File: agnes.Rd

package info (click to toggle)
cluster 2.1.8.2-1
links: PTS, VCS
area: main
in suites: forky, sid
size: 1,732 kB
sloc: ansic: 3,397; sh: 20; makefile: 2
file content (274 lines) | stat: -rw-r--r-- 12,186 bytes
parent folder | download | duplicates (2)
\name{agnes}
\alias{agnes}
\title{Agglomerative Nesting (Hierarchical Clustering)}
\concept{UPGMA clustering}
\description{
  Computes agglomerative hierarchical clustering of the dataset.
}
\usage{
agnes(x, diss = inherits(x, "dist"), metric = "euclidean",
      stand = FALSE, method = "average", par.method,
      keep.diss = n < 100, keep.data = !diss, trace.lev = 0)
}
\arguments{
  \item{x}{
    data matrix or data frame, or dissimilarity matrix, depending on the
    value of the \code{diss} argument.

    In case of a matrix or data frame, each row corresponds to an observation,
    and each column corresponds to a variable. All variables must be numeric.
    Missing values (NAs) are allowed.

    In case of a dissimilarity matrix, \code{x} is typically the output of
    \code{\link{daisy}} or \code{\link{dist}}.
    Also a vector with length n*(n-1)/2 is allowed (where n is the number
    of observations), and will be interpreted in the same way as the
    output of the above-mentioned functions. Missing values (NAs) are not
    allowed.
  }
  \item{diss}{
    logical flag: if TRUE (default for \code{dist} or
    \code{dissimilarity} objects), then \code{x} is assumed to be a
    dissimilarity matrix.  If FALSE, then \code{x} is treated as
    a matrix of observations by variables.

**SHORT TASK 1:** Write out the records verbatim, starting at the line that contains "For our accessibility screen-description tool, find the light" and ending at the line that contains "0, 240, 425, 354".
**SHORT TASK 2:** Go on with the agnes help page from the point where it stops.

**EXERCISE INPUT:**
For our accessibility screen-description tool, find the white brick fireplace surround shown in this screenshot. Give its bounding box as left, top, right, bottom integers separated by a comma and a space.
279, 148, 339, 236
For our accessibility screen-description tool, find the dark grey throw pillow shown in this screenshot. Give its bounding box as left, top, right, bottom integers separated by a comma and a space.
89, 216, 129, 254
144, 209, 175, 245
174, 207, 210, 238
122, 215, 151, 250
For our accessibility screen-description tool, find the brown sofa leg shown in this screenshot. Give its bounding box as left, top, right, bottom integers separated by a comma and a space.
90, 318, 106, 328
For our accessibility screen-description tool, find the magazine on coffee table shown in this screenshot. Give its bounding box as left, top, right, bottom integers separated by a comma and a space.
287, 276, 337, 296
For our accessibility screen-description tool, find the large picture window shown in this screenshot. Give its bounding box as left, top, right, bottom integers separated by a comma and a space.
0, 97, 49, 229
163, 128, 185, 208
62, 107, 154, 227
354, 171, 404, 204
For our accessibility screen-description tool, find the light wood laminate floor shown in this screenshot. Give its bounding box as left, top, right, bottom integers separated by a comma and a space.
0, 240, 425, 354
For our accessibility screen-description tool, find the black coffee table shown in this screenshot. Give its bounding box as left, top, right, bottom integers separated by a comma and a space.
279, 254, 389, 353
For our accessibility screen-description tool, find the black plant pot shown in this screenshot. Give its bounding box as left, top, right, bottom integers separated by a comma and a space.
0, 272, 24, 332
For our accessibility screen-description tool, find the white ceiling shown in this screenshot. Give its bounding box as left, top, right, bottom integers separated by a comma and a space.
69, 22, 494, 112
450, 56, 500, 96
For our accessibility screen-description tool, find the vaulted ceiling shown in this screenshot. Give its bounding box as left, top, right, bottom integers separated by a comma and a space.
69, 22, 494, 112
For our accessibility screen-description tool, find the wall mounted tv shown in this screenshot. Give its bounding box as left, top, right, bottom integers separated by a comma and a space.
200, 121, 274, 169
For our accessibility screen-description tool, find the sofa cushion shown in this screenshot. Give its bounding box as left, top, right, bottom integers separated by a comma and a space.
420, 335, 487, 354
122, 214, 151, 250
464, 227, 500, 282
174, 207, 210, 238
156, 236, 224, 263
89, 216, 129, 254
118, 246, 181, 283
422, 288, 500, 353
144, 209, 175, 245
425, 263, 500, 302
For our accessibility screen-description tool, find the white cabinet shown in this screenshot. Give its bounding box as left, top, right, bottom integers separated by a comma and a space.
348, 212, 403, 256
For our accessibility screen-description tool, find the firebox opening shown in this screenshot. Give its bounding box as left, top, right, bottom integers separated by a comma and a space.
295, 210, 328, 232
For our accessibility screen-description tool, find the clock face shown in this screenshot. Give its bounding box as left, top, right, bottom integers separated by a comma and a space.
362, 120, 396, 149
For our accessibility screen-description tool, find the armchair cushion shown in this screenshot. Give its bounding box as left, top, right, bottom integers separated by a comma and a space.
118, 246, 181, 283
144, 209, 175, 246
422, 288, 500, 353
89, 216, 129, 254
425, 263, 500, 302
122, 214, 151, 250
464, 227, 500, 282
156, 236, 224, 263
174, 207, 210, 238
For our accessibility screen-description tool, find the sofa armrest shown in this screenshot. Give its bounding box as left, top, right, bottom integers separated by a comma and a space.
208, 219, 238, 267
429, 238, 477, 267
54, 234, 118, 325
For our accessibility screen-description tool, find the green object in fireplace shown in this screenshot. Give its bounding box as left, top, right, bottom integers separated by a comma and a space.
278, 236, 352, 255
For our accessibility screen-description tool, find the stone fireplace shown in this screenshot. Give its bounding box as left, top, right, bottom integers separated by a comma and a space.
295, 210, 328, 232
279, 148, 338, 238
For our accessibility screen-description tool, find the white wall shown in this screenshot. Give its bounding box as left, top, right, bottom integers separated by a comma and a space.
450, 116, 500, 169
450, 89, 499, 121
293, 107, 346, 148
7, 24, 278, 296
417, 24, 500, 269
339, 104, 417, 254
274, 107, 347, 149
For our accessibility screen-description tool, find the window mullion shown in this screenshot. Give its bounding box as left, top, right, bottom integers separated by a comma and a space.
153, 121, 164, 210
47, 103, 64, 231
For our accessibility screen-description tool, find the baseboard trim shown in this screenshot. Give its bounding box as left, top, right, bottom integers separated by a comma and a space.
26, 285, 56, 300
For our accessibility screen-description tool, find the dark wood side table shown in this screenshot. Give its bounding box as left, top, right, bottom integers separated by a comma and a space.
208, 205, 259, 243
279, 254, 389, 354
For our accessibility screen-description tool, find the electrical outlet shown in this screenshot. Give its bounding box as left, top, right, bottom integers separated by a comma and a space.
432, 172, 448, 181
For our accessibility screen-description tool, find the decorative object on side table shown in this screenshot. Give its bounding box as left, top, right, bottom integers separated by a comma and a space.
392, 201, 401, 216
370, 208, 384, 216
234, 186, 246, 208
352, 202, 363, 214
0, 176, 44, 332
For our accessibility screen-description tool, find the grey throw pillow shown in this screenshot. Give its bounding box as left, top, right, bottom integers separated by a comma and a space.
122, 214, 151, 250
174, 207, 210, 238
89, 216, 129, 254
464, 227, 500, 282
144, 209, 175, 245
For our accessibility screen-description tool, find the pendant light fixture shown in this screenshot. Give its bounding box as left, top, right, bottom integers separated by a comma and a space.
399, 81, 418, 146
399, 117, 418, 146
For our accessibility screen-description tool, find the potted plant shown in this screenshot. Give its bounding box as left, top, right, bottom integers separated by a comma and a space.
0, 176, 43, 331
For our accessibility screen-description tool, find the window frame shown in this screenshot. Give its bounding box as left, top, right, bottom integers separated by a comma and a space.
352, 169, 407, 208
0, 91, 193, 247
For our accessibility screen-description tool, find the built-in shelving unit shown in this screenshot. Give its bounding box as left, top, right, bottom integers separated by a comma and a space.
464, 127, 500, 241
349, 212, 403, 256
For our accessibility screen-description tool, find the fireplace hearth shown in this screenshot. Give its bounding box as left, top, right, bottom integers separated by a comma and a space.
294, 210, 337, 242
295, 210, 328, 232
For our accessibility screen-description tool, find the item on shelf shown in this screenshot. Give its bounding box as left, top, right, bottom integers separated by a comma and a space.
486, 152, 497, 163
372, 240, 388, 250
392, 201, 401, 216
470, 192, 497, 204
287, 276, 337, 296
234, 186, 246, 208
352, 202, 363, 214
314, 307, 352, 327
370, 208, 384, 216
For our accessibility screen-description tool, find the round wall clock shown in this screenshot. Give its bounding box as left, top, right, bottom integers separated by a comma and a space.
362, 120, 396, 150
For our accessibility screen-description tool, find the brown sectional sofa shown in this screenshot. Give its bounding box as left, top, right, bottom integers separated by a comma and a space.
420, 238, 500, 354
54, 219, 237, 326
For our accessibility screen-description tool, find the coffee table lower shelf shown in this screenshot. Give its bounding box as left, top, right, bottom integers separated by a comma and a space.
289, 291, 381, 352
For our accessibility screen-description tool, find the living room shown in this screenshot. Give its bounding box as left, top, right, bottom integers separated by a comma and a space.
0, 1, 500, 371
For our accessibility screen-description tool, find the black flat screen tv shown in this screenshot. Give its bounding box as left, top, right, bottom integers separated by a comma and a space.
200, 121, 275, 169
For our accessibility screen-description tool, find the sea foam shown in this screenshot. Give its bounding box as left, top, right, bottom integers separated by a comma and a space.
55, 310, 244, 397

**WRITTEN ANSWER 1:**
For our accessibility screen-description tool, find the light wood laminate floor shown in this screenshot. Give its bounding box as left, top, right, bottom integers separated by a comma and a space.
0, 240, 425, 354

**WRITTEN ANSWER 2:**
  }
  \item{metric}{
    character string specifying the metric to be used for calculating
    dissimilarities between observations.
    The currently available options are \code{"euclidean"} and \code{"manhattan"}.
    Euclidean distances are root sum-of-squares of differences, and
    manhattan distances are the sum of absolute differences.
    If \code{x} is already a dissimilarity matrix, then this argument will
    be ignored.
  }
  \item{stand}{
    logical flag: if TRUE, then the measurements in \code{x} are
    standardized before calculating the dissimilarities. Measurements
    are standardized for each variable (column), by subtracting the
    variable's mean value and dividing by the variable's mean absolute
    deviation.  If \code{x} is already a dissimilarity matrix, then this
    argument will be ignored.
  }
  \item{method}{
    character string defining the clustering method.  The six methods
    implemented are
    \code{"average"} ([unweighted pair-]group [arithMetic] average method, aka \sQuote{UPGMA}),
    \code{"single"} (single linkage), \code{"complete"} (complete linkage),
    \code{"ward"} (Ward's method),
    \code{"weighted"} (weighted average linkage, aka \sQuote{WPGMA}), its generalization
    \code{"flexible"} which uses (a constant version of)
    the Lance-Williams formula and the \code{par.method} argument, and
    \code{"gaverage"} a generalized \code{"average"} aka \dQuote{flexible
    UPGMA} method also using the Lance-Williams formula and \code{par.method}.

    The default is \code{"average"}.
  }
  \item{par.method}{
    If \code{method} is \code{"flexible"} or \code{"gaverage"}, a numeric
    vector of length 1, 3, or 4, (with a default for \code{"gaverage"}), see in
    the details section.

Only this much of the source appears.